Start of DOCUMENT SEGMENT
26 September 2014

September 26th

Yo Gabba Gabba! 1.13: "Halloween" (2007) directed by Christian Jacobs
As always, a surrealist masterpiece disguised as a children's show.

The eldest daughter and I ended up watching this one after an unsuccessful try at watching the feature-length Frankenweenie. Sparky, the dog who gets resurrected, freaked my daughter out so completely that we had to stop (and she later had to sleep in our bed for part of the night due to nightmares). Something about the appearance of that stitched-up dog just really got to her. Ah, she'll thank me when she's older and discovers to her dismay that no horror movie has the power to scare her anymore.


The Nightmare Before Christmas (1993) directed by Henry Selick
As a replacement for Frankenweenie, I gave this one a try and it worked out much better. I think the more fantastical characters and the musical aspect helped ease the impact of any scary bits. Both my 6- and 4-year-old made it through and loved it.
End of DOCUMENT SEGMENT
Start of DATA SECTION
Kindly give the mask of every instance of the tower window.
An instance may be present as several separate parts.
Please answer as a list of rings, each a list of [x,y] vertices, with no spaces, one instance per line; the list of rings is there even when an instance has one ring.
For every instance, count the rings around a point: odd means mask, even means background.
End of DATA SECTION
WHAT THIS TASK INVOLVES:
Retype the stretch of the blog post from "September 26th" through "scare her anymore.". The lines come from a separate source unrelated to the blog post.

SOLUTION TO THE EXERCISE:
September 26th

Yo Gabba Gabba! 1.13: "Halloween" (2007) directed by Christian Jacobs
As always, a surrealist masterpiece disguised as a children's show.

The eldest daughter and I ended up watching this one after an unsuccessful try at watching the feature-length Frankenweenie. Sparky, the dog who gets resurrected, freaked my daughter out so completely that we had to stop (and she later had to sleep in our bed for part of the night due to nightmares). Something about the appearance of that stitched-up dog just really got to her. Ah, she'll thank me when she's older and discovers to her dismay that no horror movie has the power to scare her anymore.